### Stated exercise
Copy the listing below verbatim, beginning at the line that contains "dark brown upper" and stopping after the line that contains "pixel 187 169". Leave the pictures out of your copy.

### Data for the task

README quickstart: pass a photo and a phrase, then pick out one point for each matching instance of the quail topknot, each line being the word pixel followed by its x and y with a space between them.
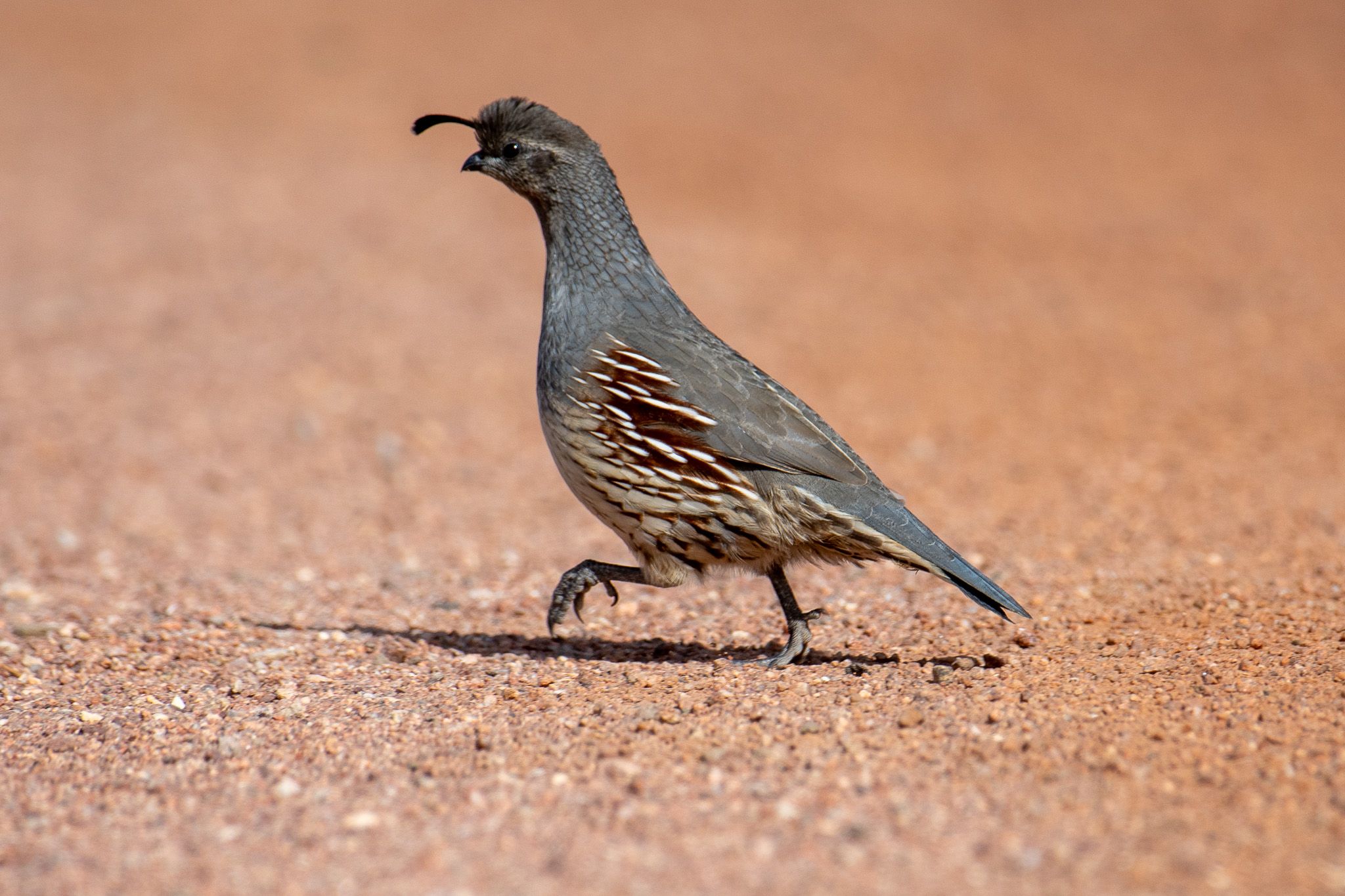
pixel 690 453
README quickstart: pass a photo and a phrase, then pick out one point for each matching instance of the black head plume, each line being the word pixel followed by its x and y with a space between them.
pixel 426 123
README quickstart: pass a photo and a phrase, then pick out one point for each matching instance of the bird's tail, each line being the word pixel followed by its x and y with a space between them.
pixel 903 527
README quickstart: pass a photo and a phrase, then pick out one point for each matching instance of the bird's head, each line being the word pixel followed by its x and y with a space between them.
pixel 523 146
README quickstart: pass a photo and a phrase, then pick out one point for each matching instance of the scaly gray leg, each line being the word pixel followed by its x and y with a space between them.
pixel 795 618
pixel 576 584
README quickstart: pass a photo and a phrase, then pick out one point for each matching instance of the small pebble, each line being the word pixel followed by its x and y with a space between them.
pixel 287 786
pixel 361 821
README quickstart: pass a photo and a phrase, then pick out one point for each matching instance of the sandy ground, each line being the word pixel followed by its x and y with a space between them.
pixel 277 526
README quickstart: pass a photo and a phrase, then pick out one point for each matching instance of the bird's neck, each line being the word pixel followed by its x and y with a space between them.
pixel 595 250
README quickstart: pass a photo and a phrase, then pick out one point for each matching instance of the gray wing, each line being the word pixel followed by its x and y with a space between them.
pixel 759 421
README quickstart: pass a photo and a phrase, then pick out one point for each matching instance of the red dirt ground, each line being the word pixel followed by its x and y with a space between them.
pixel 277 526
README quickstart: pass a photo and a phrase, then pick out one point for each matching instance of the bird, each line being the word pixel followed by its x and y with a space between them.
pixel 692 454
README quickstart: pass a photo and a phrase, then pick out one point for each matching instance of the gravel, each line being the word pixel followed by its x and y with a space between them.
pixel 277 528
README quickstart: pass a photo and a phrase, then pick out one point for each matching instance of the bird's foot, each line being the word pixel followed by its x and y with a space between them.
pixel 797 648
pixel 571 593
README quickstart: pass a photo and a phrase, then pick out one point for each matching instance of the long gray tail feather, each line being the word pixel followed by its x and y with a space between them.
pixel 902 524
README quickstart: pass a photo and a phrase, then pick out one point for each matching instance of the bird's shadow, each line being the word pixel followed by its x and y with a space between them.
pixel 585 648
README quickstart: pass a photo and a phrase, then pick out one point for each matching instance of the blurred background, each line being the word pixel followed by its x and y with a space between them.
pixel 1069 274
pixel 1078 253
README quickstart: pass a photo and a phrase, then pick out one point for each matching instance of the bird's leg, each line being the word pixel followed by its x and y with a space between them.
pixel 576 584
pixel 794 618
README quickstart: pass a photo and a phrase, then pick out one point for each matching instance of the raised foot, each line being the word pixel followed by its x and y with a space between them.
pixel 572 589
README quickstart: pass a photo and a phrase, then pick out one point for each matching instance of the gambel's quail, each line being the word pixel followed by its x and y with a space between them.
pixel 694 457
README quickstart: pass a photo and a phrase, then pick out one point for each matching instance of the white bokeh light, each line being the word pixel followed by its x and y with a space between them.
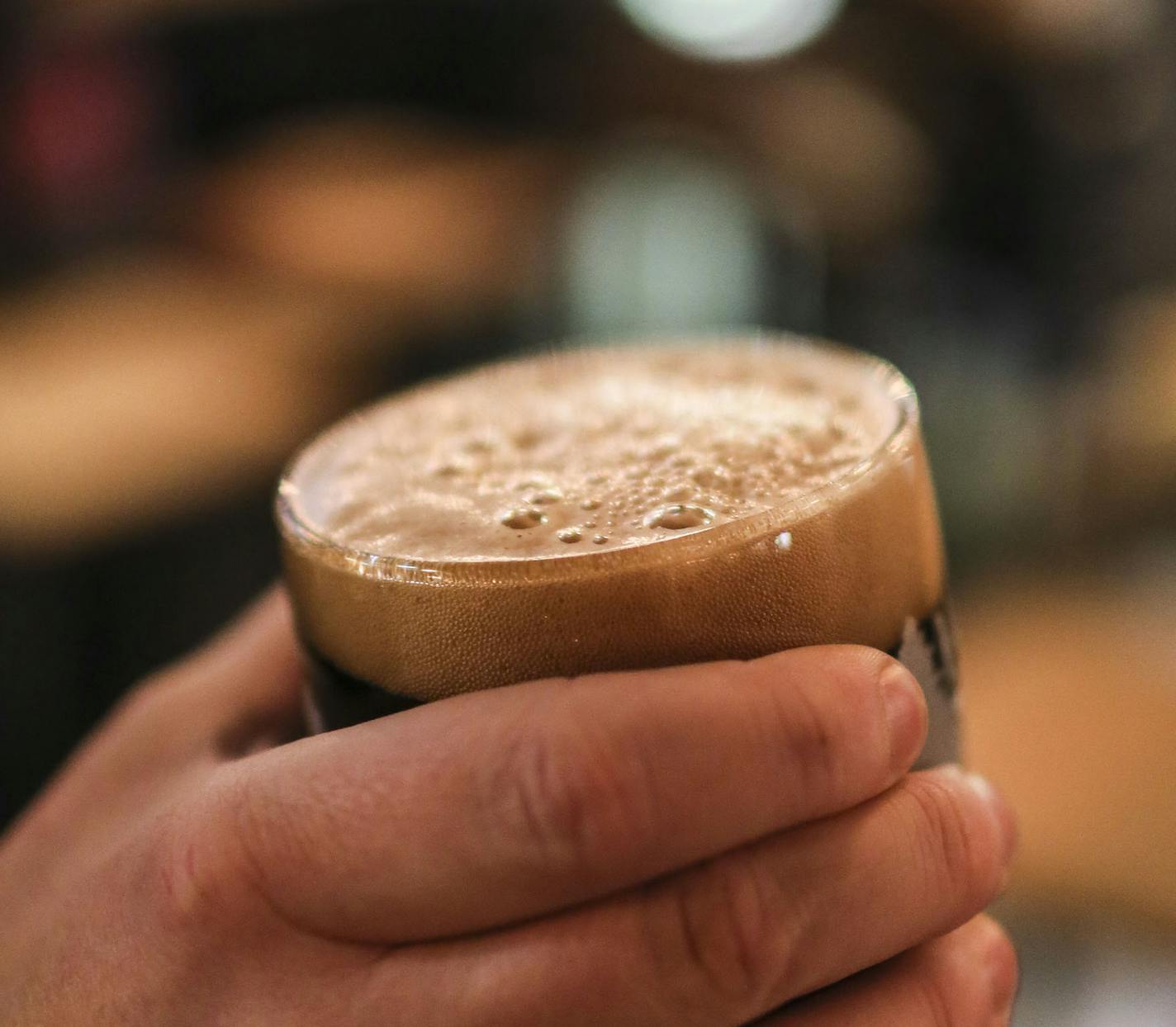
pixel 734 30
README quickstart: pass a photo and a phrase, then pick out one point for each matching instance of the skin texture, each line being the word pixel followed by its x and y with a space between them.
pixel 699 845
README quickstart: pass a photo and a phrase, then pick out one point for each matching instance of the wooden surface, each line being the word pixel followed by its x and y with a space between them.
pixel 1069 691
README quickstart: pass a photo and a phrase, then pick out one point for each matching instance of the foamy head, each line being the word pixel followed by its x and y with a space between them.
pixel 614 509
pixel 590 452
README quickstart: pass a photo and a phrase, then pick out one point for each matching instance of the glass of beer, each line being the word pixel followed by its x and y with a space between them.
pixel 616 508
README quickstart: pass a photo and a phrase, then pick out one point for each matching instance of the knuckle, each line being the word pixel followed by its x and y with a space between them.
pixel 196 871
pixel 941 1005
pixel 814 751
pixel 728 940
pixel 956 852
pixel 573 799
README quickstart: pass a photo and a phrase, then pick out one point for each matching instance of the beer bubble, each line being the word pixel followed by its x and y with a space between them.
pixel 679 517
pixel 522 518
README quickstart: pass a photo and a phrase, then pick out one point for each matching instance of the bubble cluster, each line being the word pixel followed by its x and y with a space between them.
pixel 602 449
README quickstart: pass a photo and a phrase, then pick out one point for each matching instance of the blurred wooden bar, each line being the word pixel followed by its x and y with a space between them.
pixel 1069 693
pixel 144 385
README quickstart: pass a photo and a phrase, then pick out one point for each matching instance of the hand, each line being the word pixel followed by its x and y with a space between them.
pixel 696 845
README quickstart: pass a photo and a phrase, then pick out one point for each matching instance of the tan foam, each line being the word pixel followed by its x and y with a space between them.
pixel 751 497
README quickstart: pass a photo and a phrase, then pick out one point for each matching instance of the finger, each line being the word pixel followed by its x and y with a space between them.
pixel 238 690
pixel 502 805
pixel 968 977
pixel 741 935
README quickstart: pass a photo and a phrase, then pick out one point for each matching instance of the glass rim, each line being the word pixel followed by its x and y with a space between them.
pixel 892 383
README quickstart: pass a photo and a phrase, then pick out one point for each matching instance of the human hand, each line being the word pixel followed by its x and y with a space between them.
pixel 695 845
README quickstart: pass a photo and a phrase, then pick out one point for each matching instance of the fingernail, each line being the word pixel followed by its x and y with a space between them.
pixel 1002 974
pixel 1002 811
pixel 904 713
pixel 1001 808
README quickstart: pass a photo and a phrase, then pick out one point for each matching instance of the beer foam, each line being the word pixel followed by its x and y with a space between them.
pixel 614 509
pixel 590 452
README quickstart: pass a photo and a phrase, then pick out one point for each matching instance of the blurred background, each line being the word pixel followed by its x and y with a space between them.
pixel 225 222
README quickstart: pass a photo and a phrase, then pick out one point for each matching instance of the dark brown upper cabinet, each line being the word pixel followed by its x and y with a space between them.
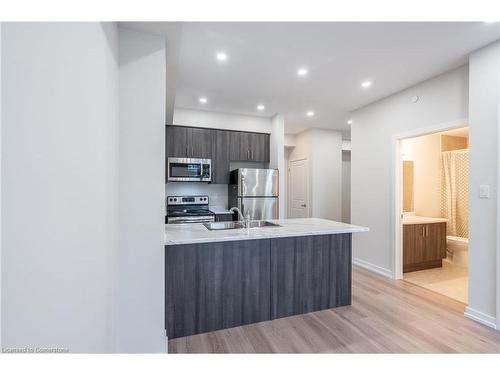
pixel 185 142
pixel 249 147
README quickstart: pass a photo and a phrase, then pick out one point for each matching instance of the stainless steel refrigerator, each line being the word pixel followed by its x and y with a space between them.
pixel 255 192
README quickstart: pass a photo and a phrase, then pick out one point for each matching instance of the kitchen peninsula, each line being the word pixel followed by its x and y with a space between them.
pixel 216 279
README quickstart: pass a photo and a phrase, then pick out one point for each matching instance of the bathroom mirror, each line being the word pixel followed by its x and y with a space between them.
pixel 407 185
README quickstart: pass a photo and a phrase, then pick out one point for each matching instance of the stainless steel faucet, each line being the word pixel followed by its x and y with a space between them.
pixel 242 218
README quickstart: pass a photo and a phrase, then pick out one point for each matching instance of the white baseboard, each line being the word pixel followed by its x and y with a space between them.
pixel 480 317
pixel 373 267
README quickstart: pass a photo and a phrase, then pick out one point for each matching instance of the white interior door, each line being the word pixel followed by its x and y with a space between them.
pixel 298 183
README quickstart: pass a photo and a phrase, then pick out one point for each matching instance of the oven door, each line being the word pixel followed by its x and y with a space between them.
pixel 187 169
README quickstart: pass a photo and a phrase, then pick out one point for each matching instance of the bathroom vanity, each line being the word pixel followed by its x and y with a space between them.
pixel 424 243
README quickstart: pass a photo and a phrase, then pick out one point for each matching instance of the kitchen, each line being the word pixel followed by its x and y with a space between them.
pixel 209 187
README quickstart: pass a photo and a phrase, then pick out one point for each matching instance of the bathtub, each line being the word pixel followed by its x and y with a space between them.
pixel 457 249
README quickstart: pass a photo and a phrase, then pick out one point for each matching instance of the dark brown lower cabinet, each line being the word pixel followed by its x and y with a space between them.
pixel 424 246
pixel 218 285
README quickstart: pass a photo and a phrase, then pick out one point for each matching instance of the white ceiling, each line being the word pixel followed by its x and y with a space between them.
pixel 263 59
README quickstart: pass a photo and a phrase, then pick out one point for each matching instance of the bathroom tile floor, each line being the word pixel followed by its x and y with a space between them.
pixel 450 280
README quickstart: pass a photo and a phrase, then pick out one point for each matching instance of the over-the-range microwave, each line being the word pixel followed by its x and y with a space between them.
pixel 189 169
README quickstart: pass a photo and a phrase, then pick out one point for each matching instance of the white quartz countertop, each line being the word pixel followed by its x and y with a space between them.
pixel 423 220
pixel 177 234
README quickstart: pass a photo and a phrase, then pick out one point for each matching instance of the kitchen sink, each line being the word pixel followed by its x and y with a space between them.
pixel 224 225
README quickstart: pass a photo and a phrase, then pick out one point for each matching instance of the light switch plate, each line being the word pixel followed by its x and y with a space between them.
pixel 484 191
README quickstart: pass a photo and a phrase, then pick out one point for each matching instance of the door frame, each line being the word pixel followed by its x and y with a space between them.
pixel 289 196
pixel 397 186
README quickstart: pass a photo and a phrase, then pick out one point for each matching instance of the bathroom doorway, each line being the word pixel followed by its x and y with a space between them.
pixel 433 211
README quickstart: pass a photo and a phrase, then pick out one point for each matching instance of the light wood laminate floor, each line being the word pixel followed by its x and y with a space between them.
pixel 386 316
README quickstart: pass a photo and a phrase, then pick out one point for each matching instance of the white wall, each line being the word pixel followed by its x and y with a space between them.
pixel 484 119
pixel 442 99
pixel 425 152
pixel 277 158
pixel 0 184
pixel 323 149
pixel 59 159
pixel 218 120
pixel 217 193
pixel 140 279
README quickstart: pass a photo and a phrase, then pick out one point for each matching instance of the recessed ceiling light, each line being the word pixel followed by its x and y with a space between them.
pixel 366 84
pixel 221 56
pixel 302 72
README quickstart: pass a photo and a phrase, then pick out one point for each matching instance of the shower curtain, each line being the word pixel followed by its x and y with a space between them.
pixel 454 194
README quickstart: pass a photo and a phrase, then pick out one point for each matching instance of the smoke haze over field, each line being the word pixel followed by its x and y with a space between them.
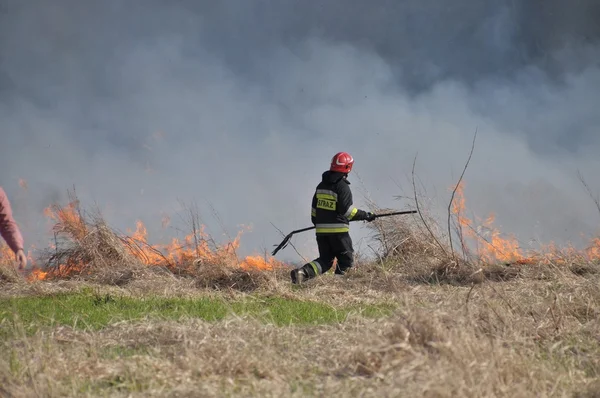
pixel 241 104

### The response
README quickstart: pass a photo and a phrase, then pick out one point for each matching instance of the dark brown upper cabinet, each line being the word pixel followed by its x and y with a space between them.
pixel 185 142
pixel 249 147
README quickstart: pass a photo and a phrase, then pick out one point for each matching instance of the stainless steel refrigerator, each line being the word pixel followed by its x and y with a space between them.
pixel 255 192
README quickstart: pass a photo and a phrase, then pick out one point for each matching instance of the kitchen peninsula, each line being the word pixel followed by its x and y with a space between them.
pixel 216 279
README quickstart: pass a photo and a phrase, then pick out one point for each matching instance of the bathroom mirror, each line being the word pixel followed by its x and y with a space between them.
pixel 407 185
README quickstart: pass a photo and a phrase, then pick out one point for each matching instance of the stainless steel faucet, each line being the word pixel followed by its x and y with a space between them.
pixel 242 218
README quickstart: pass a photo and a phrase, then pick out one point for each matching instance of the white baseboard, each line being the word pixel followed by its x and y with a space between them.
pixel 480 317
pixel 373 267
README quickstart: pass a photo and a phrase, then pick out one point for each matching instance of the white interior door, each line being the word pixel followed by its x and y with a space between them.
pixel 298 183
README quickstart: pass a photo and a phrase, then pick out one point for each matching instance of the oven door, each line being the word pixel followed by its x and y with a space between them.
pixel 187 169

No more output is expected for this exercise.